TEKS YANG DIBERIKAN:
- Pribumi tak bersepatu adalah pilihan politik. Pribumi bersepatu juga akibat kebijakan politik.
- Pribumi bebas mengenakan sepatu, tanpa instruksi dari pemerintah, adalah hasil perjuangan politik.
JERNIH — Sejak kapan orang pribumi Indonesia kenal sepatu? Sejak kedatangan Portugis pada dekade kedua abad ke-16. Namun, mengapa orang pribumi mulai pakai sepatu pada paruh kedua abad ke-20? Karena Belanda menerapkan Politik Etis di Hindia-Belanda.
Bukti pertama pribumi kenal sepatu diungkap F de Haan dalam Oud Batavia edisi pertama yang diterbitkan Batavia: G.Kolff & Co tahun 1922. Di halaman 512 buku itu, De Haan bercerita tentang pribumi Maluku, Ternate dan Tidore, yang dengan kesadaran penuh menjadi ‘Portugis’.
Mereka mantan budak Portugis yang dimerdekakan tuannya. Mereka disebut mardijker, kata yang berasal dari Bahasa Sansekerta yang sering diartikan sebagai merdeka.
Mereka beragama Kristen, yang membuat mereka seolah bebas mengenakan semua yang dipakai orang Portugis. Mereka mengenakan celana nyamuk, celana panjang dan lebar, baju dengan semua aksesoris, plus topi yang ditiru dari orang-orang Portugis.

CATATAN YANG DITAMPILKAN:

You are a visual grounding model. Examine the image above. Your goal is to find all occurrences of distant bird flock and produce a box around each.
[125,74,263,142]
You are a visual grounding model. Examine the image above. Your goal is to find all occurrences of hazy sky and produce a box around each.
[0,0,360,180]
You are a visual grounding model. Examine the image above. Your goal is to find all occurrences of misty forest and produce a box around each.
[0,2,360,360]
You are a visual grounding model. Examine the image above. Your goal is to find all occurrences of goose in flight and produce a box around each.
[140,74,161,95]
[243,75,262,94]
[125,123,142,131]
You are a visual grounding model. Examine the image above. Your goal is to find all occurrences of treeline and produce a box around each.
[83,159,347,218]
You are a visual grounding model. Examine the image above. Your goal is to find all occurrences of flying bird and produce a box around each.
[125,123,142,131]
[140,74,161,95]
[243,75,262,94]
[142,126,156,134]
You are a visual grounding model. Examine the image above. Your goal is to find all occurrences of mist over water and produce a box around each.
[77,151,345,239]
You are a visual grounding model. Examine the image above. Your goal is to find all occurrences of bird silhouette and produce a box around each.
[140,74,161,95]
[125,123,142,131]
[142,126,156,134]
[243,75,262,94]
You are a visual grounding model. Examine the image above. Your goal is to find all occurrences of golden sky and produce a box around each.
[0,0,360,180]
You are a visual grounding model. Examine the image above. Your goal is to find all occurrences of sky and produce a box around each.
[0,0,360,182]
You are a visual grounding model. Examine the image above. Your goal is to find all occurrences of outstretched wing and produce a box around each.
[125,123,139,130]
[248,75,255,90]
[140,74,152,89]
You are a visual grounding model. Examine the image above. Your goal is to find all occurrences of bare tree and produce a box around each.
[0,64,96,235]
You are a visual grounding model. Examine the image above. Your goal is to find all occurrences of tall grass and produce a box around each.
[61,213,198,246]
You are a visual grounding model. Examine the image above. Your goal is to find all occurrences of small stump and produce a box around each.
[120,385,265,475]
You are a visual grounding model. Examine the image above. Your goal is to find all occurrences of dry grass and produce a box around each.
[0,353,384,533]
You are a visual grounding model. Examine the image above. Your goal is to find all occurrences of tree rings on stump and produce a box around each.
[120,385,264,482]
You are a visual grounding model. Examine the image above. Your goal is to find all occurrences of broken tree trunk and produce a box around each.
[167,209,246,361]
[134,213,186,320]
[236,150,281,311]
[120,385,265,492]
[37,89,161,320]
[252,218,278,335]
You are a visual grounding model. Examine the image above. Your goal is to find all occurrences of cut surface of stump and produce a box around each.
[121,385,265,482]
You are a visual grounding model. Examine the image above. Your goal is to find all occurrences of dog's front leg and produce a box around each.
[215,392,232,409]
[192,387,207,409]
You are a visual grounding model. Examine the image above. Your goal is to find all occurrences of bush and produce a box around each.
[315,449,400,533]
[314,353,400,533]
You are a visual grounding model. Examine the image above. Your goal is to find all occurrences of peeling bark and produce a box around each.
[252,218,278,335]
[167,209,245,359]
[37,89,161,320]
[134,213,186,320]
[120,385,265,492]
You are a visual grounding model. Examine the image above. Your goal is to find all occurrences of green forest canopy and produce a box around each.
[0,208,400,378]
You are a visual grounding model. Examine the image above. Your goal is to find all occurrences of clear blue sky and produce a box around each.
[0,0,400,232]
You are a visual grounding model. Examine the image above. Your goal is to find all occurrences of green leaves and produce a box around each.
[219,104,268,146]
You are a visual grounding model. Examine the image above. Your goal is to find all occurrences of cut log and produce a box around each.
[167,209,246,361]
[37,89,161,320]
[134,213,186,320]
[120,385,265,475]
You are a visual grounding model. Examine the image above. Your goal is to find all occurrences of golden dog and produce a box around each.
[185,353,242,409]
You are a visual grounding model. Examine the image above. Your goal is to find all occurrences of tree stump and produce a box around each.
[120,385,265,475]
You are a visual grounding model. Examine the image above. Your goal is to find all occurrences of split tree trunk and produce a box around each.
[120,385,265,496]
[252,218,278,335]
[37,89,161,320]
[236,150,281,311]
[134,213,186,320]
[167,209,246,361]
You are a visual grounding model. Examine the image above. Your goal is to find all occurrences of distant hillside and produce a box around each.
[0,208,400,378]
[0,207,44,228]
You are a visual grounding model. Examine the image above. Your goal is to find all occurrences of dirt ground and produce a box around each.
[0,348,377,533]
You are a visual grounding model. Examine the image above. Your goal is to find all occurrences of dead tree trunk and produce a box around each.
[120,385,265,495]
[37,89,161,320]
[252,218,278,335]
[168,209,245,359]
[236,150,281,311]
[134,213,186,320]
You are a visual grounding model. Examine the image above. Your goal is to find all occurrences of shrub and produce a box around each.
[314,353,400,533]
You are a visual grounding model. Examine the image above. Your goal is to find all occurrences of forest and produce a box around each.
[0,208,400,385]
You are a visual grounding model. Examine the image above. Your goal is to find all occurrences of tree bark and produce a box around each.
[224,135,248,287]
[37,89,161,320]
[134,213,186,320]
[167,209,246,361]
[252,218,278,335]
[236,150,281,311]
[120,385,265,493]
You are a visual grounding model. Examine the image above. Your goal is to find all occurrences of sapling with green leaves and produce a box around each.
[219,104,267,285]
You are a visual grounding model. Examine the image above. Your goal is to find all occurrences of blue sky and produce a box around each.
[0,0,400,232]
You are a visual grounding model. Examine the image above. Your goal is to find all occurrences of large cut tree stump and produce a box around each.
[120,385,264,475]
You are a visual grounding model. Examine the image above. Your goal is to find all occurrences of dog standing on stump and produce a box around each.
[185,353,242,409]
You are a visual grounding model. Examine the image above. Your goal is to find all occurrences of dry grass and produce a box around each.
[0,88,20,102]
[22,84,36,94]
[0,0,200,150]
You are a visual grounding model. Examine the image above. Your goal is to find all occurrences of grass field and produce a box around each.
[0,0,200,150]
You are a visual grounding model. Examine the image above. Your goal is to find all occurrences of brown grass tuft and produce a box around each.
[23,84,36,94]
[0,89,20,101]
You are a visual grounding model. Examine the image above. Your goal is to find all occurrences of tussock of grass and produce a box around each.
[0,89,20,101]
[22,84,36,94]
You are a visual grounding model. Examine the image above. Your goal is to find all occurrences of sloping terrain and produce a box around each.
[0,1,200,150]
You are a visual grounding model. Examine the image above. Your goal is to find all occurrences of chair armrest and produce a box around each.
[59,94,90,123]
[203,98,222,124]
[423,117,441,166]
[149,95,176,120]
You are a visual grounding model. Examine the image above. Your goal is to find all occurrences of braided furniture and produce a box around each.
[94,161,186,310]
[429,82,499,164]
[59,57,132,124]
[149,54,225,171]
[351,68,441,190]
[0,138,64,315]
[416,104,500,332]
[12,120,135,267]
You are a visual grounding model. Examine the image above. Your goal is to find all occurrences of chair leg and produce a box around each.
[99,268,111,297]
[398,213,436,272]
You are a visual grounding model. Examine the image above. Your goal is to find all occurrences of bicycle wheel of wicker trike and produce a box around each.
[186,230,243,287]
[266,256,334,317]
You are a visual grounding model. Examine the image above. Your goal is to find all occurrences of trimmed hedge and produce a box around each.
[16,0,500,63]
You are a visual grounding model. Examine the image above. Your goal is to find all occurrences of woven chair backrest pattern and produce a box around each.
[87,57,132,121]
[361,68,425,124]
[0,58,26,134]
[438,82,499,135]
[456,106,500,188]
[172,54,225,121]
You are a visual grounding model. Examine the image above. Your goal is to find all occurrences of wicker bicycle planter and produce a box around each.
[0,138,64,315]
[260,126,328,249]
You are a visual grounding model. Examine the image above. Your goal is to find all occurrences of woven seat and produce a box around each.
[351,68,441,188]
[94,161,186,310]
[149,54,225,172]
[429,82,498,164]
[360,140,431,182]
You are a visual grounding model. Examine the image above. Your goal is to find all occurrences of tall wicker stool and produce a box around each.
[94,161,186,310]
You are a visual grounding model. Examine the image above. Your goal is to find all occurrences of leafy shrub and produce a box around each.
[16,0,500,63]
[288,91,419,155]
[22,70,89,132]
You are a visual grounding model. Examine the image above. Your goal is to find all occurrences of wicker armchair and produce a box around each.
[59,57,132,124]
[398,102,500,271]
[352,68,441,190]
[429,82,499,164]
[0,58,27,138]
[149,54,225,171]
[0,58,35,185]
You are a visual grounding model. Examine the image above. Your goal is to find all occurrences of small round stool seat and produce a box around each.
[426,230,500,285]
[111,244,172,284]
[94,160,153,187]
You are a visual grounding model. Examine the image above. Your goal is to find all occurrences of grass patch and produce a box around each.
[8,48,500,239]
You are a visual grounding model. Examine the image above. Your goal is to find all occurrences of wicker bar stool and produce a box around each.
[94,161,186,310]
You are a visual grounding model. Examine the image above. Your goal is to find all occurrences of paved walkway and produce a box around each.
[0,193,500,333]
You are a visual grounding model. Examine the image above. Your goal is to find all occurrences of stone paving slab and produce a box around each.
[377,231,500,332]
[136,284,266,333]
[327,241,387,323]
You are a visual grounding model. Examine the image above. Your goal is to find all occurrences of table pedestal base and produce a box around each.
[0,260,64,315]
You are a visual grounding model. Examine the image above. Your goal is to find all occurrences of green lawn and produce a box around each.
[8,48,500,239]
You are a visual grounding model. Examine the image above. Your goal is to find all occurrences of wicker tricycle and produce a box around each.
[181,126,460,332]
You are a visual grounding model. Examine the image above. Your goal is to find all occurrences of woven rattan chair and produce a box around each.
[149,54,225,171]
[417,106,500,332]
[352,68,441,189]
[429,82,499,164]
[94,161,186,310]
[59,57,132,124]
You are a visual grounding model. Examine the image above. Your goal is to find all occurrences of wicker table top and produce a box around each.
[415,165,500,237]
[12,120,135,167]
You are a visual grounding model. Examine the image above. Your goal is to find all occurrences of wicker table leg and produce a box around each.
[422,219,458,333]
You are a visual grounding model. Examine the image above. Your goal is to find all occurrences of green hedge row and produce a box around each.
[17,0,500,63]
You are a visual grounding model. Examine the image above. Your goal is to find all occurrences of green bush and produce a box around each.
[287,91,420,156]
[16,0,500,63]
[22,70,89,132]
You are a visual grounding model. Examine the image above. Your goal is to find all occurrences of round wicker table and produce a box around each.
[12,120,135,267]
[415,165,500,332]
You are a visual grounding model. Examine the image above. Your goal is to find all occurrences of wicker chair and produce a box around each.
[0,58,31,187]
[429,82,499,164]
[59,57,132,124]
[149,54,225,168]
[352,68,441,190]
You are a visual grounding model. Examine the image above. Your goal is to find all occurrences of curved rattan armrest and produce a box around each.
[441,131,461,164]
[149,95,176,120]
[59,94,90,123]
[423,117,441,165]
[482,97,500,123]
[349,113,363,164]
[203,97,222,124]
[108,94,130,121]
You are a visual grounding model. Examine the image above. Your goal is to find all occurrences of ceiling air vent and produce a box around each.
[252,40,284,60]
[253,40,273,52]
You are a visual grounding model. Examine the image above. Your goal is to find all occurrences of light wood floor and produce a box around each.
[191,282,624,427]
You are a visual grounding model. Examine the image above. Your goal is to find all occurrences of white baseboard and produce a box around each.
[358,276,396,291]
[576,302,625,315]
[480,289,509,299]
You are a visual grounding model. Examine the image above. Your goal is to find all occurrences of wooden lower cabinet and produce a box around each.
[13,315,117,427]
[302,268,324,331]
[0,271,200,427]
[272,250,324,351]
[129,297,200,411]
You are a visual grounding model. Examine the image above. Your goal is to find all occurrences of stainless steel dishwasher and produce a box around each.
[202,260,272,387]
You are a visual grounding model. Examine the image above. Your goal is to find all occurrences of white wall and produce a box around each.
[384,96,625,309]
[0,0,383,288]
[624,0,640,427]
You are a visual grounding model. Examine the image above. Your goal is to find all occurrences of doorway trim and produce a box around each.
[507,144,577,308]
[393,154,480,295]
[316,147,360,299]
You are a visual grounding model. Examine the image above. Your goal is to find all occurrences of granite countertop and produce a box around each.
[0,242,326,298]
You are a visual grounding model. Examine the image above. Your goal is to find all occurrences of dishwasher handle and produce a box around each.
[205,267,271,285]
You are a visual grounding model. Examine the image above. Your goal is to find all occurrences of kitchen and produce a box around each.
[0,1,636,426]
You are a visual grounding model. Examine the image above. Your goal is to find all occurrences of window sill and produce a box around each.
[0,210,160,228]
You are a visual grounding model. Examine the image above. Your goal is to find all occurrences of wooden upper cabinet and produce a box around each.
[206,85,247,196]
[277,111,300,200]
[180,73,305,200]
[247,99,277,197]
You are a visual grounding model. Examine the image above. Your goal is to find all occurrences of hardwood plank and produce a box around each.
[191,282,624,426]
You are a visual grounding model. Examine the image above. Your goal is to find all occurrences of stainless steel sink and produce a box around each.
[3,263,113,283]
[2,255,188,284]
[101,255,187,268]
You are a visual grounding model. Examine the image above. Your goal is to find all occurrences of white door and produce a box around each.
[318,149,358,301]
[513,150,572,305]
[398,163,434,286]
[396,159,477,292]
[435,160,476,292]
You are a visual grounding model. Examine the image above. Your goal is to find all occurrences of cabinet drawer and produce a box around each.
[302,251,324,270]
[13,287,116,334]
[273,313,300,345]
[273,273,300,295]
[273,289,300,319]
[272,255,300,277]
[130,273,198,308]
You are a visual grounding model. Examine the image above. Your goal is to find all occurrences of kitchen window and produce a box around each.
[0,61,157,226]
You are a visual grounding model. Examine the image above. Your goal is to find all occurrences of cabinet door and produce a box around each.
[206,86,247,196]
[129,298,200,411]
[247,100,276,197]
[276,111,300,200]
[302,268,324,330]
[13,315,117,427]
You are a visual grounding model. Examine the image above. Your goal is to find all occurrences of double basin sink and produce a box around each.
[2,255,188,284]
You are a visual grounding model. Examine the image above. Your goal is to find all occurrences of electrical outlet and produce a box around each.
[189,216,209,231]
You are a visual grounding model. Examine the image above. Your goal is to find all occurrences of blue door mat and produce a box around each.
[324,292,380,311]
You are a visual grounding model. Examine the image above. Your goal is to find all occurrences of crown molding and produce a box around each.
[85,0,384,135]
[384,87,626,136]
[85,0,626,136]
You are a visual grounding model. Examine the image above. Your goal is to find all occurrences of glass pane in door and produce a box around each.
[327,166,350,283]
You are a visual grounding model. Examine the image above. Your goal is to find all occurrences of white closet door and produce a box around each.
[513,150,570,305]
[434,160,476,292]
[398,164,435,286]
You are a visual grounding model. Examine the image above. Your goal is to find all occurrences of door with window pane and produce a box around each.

TUGAS LATIHAN:
- a) Nama tempat apa saja yang disebut dalam teks tentang sejarah sepatu pribumi?
- b) Lanjutkan teks tentang sejarah sepatu pribumi mulai dari sesudah kalimat terakhirnya.

JAWABAN TIAP TUGAS:
- a) Indonesia, Hindia-Belanda, Batavia, Maluku, Ternate, Tidore

- b)
Mardijker ngoceh dalam Bahasa Portugis dialek sendiri, yang kemudian dikenal sebagai Creole. Namun ada satu yang tak ditiru mardijker dari Portugis, yaitu sepatu. Mardijker tidak mengenakan sepatu dalam keadaan apa pun dan di mana pun.
Di Batavia, Augustijn Michielsz — populer dengan sebutan Mayor Yantji (Jantje – red) — sedemikian kaya. Ia pemilik tanah partikelir Klapanunggal dengan ‘Gunung Burung’ — sebutan orang Belanda untuk perbukitan kapur dengan lubang-lubang burung walet — di atasnya. Ia mengenakan semua kemewahan gaya Portugis, tapi tak pernah pakai sepatu.
Mayor Jantje hanya satu dari sekian mardijker yang menjalani kehidupan seperti itu. Lainnya, dengan status pedagang sukses dan pemilik banyak properti, juga tak mengenakan sepatu saat keluar rumah.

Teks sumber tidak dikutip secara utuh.